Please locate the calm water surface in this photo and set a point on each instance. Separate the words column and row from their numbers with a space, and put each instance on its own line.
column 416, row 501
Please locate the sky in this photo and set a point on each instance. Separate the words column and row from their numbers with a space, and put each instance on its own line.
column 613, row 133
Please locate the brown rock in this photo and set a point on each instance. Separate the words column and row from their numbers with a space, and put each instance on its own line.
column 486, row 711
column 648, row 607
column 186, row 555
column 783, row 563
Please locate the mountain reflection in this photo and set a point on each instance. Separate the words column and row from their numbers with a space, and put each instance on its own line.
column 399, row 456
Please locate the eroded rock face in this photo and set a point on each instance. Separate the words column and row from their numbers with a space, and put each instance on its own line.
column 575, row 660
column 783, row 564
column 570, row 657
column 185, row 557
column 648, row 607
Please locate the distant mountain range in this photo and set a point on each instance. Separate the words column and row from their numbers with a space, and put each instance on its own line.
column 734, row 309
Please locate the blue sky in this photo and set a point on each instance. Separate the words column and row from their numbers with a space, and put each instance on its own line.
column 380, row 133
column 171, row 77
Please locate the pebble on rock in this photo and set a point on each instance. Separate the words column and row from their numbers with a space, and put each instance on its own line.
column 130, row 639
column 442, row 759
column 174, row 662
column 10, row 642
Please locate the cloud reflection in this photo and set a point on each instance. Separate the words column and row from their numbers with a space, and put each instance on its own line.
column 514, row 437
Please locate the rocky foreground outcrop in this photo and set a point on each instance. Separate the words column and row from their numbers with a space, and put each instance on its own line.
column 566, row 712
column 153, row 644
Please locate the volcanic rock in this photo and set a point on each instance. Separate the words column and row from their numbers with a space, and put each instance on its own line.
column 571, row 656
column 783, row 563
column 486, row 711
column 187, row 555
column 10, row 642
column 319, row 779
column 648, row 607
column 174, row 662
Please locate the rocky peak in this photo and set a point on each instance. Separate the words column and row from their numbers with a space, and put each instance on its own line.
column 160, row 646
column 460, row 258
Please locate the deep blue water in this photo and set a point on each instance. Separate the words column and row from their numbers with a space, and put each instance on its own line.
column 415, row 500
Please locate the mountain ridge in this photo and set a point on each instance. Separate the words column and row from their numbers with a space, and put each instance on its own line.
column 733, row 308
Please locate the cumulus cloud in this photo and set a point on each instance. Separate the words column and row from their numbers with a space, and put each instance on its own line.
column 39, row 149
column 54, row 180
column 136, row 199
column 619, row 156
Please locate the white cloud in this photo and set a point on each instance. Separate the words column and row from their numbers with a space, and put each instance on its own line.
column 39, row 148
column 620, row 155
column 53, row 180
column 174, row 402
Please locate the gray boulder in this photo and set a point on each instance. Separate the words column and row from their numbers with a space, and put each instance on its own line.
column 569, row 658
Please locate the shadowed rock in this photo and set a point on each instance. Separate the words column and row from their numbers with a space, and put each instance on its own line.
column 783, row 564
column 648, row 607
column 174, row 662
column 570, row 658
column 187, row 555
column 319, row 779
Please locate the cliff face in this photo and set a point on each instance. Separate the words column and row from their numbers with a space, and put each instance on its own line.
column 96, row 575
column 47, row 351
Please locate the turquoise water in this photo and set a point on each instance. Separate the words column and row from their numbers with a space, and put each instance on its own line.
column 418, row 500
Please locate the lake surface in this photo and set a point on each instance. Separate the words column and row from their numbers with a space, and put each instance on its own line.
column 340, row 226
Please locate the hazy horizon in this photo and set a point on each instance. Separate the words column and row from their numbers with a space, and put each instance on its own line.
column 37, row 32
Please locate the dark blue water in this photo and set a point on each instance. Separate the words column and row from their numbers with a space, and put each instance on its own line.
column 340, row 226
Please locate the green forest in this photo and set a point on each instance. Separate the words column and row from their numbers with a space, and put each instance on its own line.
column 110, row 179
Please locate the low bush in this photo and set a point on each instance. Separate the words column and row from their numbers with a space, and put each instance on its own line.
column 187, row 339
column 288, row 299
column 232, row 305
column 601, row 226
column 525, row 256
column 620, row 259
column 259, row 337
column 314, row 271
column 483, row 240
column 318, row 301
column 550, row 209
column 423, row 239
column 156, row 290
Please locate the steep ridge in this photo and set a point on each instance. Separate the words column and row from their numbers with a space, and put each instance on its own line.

# Exercise requirements:
Transcribe every entry word for word.

# Reply:
Please locate the calm water surface in this photo and set a point on each instance. Separate the words column and row from their numbers with a space, and put each instance on its own line.
column 416, row 501
Please locate the sky in this photo and set a point on each instance. Separate the words column and row from their numbers with a space, and put each instance on its own line.
column 613, row 133
Please locate the brown rock in this photo and set a point on each instance. Separate the words column and row from their numbers with a space, and put each instance on its own line.
column 486, row 711
column 648, row 607
column 186, row 555
column 783, row 563
Please locate the mountain reflection in this photo and set a point on each instance. Separate the words column and row from their numbers with a space, and put each instance on its own line.
column 399, row 456
Please locate the eroded rock face in this photo and set a point on each instance. Separate the words column and row from their numbers with a space, and put each instance on its own line.
column 575, row 660
column 783, row 564
column 570, row 657
column 185, row 557
column 648, row 607
Please locate the distant mountain range in this photo and set a point on each instance. Separate the words column and row from their numbers with a space, and put each instance on its own line.
column 734, row 309
Please locate the blue sky in this photo and set a point on each instance. Separate the words column and row from their numbers with a space, and put each instance on its own line.
column 380, row 133
column 171, row 77
Please locate the pebble on rock in this photo and set a point on each instance. Separate the words column and row from their numbers with a space, and put each instance on its own line.
column 130, row 639
column 442, row 759
column 174, row 662
column 10, row 642
Please locate the cloud reflection in this photo and set a point on each instance. Separate the words column and row from their numbers with a space, and put each instance on its own line.
column 514, row 437
Please locate the rocky foreground outcrop in this photo and set a point on each instance. Separate the words column and row from their numbers with a space, and put each instance on its own line.
column 566, row 712
column 153, row 644
Please locate the volcanic rock in this photo and set a point on each instance. Separate the words column and row from their numbers with a space, and put each instance on its own line.
column 571, row 656
column 783, row 563
column 486, row 711
column 187, row 555
column 10, row 642
column 319, row 779
column 648, row 607
column 174, row 662
Please locate the rocky peak in this photo and set a point on each instance. Separate the words column and row from their numbers with a space, and put each instance on its own line.
column 160, row 646
column 460, row 258
Please locate the deep blue water in this photo and set a point on each instance. Separate the words column and row from their numbers with a space, and put each instance on its own line.
column 415, row 500
Please locate the mountain ridge in this photo and set a point on each instance. Separate the words column and row from their numbers with a space, and put each instance on its own line.
column 733, row 308
Please locate the cumulus cloud in this photo and set a point on each instance. Separate the words column and row from their numbers with a space, and put each instance on its own line.
column 39, row 149
column 54, row 180
column 136, row 199
column 619, row 156
Please locate the white cloud in this photo and set a point on each instance. Separate the words column and row from their numbers with a space, and put each instance on its own line.
column 39, row 148
column 620, row 155
column 53, row 180
column 174, row 402
Please locate the gray boulder in this photo and set a point on each instance. Separate the words column and row from their numbers with a space, and put each instance on its own line.
column 569, row 658
Please locate the shadowed rock in this photo and set a point on each instance. Separate the words column and row from their numbers with a space, and put each instance on its own line.
column 783, row 564
column 648, row 607
column 174, row 662
column 570, row 658
column 187, row 555
column 319, row 779
Please locate the cliff face in this photo and set a point on each instance. Separate the words column and row from their numbers with a space, and put each instance on its own line.
column 96, row 575
column 47, row 351
Please locate the turquoise water in this photo and set a point on each instance. Separate the words column and row from their numbers with a space, and put each instance on its own line.
column 418, row 500
Please locate the lake surface in this photo and set a point on each instance. Separate the words column and row from their numbers with a space, and put each instance on its own line.
column 340, row 226
Please locate the hazy horizon in this photo and set a point on each instance. Separate the words column and row from their numbers with a space, and put each instance on its own line.
column 37, row 32
Please locate the dark blue water in this photo and set a point on each instance. Separate the words column and row from their numbers with a space, and put each instance on its own line.
column 340, row 226
Please locate the green forest in this photo and set a point on each instance. Separate the words column and row from their numbers with a space, and put each instance on its own line.
column 110, row 179
Please locate the low bush in this photo and set a point on each instance. Separate the words column and row from their numbers with a space, and put each instance on its own line.
column 187, row 339
column 288, row 299
column 232, row 305
column 601, row 226
column 525, row 256
column 620, row 259
column 259, row 337
column 314, row 271
column 483, row 240
column 318, row 301
column 550, row 209
column 423, row 239
column 156, row 290
Please locate the steep ridge in this photo and set a point on each instance. Separate the words column and row from their numbers with a space, and put each instance on its own line.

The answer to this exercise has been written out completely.